** Start SELECTED EXCERPT **
I would love to say that we embraced this time together in true Brady Bunch fashion with lots of sing-a-longs, board games, and crafting…well, there was some crafting for about 15 minutes…but that would not have been US – The Popes. Instead, in one room there was a three-day marathon of ‘Dog the Bounty Hunter’ and in the other was non-stop channel surfing between the World Fishing Network and the Outdoor Channel (I want to meet the heads of these two networks and have a heart to heart with them – WHY ARE THERE SO MANY COMMERCIALS? WHY ARE THEY SO LOUD? WHY DOES THE BACKGROUND MUSIC DROWN OUT THE FISHERMAN TALKING SO MY HUSBAND HAS TO TURN IT UP TO HEAR THEM????). And in the corner was me. With my ear plugs in.

In all honesty, I am quite proud of how we handled our unfortunate incarceration, there were no major melt downs until the end of day three. Sadly, it was Valentine’s Day and we were all just d-o-n-e. So instead of the day representing how perfectly our love manifests itself every single day (insert raucous laughter right here), it was messy. No cards. No candy. Flowers never arrived. Lots of frayed nerves and very little capacity to hold anything in. We were a group of people whose filters were eroding faster than the melting snow.
** End SELECTED EXCERPT **
◆ **REQUEST A**
In the listing, start at the line containing "BATCH JOB #2094 — Class: porch stair" and continue through the end of the listing. Rewrite those lines with "Expected format" changed to "Output format" and everything else left the same.
** Start PROVIDED INFORMATION **
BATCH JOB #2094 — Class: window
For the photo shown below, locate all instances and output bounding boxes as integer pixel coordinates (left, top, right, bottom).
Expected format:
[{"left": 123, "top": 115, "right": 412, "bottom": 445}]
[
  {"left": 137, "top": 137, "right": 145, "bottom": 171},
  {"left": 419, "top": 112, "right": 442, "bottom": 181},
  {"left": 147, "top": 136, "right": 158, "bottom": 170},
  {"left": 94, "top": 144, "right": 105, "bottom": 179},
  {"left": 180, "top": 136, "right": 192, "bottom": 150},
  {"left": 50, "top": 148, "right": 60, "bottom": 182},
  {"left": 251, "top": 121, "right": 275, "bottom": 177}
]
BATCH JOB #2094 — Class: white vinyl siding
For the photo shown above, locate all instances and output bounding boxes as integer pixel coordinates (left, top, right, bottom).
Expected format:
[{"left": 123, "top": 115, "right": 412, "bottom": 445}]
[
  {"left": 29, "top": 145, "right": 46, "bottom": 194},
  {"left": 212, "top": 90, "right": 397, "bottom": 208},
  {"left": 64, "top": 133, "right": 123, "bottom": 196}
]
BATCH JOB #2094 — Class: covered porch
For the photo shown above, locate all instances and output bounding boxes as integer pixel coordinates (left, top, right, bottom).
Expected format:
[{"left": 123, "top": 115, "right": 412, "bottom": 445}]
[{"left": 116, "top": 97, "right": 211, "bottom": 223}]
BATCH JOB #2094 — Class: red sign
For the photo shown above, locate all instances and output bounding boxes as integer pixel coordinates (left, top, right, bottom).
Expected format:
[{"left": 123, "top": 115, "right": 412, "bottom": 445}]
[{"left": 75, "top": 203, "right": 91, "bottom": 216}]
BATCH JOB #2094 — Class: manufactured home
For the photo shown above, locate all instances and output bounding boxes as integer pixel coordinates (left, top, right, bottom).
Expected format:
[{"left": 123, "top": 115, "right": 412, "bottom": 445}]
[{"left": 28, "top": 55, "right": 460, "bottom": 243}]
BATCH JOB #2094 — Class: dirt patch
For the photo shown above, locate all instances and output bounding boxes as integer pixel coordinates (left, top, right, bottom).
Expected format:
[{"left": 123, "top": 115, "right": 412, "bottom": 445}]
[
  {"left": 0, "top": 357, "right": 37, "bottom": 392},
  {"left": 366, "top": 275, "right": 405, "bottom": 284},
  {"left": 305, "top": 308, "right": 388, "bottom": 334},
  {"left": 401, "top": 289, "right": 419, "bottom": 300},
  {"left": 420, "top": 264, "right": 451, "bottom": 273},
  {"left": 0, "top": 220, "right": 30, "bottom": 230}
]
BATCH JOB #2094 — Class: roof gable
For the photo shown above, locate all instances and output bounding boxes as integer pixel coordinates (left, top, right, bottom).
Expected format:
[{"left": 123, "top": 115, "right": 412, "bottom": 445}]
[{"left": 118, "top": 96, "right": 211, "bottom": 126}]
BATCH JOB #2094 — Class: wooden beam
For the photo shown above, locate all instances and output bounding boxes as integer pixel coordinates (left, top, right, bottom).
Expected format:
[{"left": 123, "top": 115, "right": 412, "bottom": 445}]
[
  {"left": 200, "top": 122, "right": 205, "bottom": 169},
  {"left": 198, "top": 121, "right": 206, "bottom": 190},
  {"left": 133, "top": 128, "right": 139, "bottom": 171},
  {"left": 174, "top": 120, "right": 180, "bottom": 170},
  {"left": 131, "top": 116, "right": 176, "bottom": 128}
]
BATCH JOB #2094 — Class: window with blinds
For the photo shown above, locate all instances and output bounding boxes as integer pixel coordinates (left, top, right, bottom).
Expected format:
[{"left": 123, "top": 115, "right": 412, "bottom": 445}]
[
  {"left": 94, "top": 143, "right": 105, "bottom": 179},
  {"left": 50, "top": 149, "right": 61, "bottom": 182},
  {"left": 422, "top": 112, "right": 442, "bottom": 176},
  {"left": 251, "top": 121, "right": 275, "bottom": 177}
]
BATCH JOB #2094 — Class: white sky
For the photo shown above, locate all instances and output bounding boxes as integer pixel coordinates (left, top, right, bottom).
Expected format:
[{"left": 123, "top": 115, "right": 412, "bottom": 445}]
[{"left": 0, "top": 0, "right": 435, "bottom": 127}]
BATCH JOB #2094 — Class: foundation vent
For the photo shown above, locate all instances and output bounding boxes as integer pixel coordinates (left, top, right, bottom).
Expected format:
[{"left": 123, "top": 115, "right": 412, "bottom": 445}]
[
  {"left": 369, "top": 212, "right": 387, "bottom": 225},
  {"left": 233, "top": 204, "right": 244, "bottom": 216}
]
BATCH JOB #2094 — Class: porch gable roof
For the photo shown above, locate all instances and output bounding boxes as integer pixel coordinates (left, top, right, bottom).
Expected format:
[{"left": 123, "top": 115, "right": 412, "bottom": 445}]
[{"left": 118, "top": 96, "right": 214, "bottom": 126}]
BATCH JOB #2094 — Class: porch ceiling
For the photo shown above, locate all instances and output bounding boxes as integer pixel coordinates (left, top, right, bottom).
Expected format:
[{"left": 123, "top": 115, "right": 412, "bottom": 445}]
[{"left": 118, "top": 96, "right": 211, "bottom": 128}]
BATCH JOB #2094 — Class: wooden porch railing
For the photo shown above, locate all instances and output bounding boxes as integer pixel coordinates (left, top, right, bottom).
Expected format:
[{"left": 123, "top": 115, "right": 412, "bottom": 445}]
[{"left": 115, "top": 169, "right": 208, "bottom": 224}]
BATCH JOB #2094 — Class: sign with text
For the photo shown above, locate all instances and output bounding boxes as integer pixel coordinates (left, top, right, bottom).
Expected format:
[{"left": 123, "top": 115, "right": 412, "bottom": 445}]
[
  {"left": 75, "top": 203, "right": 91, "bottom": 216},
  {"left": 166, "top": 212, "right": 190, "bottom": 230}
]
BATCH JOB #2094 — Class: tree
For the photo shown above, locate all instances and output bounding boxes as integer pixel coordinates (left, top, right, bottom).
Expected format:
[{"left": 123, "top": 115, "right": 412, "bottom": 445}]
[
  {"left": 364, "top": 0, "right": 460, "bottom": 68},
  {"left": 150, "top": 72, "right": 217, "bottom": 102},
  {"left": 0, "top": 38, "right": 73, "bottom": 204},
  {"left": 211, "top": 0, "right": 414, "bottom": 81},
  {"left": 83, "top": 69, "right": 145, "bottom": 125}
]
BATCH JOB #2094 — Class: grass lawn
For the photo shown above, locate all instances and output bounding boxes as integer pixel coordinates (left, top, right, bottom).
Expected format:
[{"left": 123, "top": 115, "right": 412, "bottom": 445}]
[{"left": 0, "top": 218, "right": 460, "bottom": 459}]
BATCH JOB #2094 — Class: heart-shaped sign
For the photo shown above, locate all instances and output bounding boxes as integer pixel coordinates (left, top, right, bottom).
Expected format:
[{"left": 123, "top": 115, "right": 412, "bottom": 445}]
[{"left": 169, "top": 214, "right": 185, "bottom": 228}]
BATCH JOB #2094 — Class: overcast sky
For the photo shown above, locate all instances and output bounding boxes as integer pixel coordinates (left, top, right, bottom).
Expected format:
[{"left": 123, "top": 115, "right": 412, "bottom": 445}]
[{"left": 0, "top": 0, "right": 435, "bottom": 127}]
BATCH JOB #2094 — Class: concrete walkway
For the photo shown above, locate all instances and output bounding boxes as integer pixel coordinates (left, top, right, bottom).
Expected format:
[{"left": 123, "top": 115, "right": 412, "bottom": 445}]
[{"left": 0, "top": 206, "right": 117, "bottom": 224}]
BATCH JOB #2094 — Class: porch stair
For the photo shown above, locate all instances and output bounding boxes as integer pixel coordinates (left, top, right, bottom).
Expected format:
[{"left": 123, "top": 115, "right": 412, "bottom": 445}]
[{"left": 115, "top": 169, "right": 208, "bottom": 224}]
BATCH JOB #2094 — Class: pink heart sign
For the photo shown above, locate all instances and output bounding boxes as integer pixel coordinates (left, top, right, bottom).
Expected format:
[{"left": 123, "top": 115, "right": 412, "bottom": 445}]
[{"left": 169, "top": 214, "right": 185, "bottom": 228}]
** End PROVIDED INFORMATION **
◆ **REQUEST B**
Summarize the family Valentine's Day excerpt in two sentences.

◆ **EXERCISE SOLUTION A**
BATCH JOB #2094 — Class: porch stair
For the photo shown above, locate all instances and output bounding boxes as integer pixel coordinates (left, top, right, bottom).
Output format:
[{"left": 123, "top": 115, "right": 412, "bottom": 445}]
[{"left": 115, "top": 169, "right": 208, "bottom": 224}]
BATCH JOB #2094 — Class: pink heart sign
For the photo shown above, locate all instances and output bounding boxes as integer pixel coordinates (left, top, right, bottom).
Output format:
[{"left": 123, "top": 115, "right": 412, "bottom": 445}]
[{"left": 169, "top": 214, "right": 185, "bottom": 228}]

◆ **EXERCISE SOLUTION B**
During their confinement, the Popes split up: one room ran a three-day "Dog the Bounty Hunter" marathon, another switched between the World Fishing Network and the Outdoor Channel, and the narrator sat in the corner wearing earplugs. They avoided major meltdowns until the end of day three, which was Valentine's Day and turned messy, with no cards, candy, or flowers and many frayed nerves.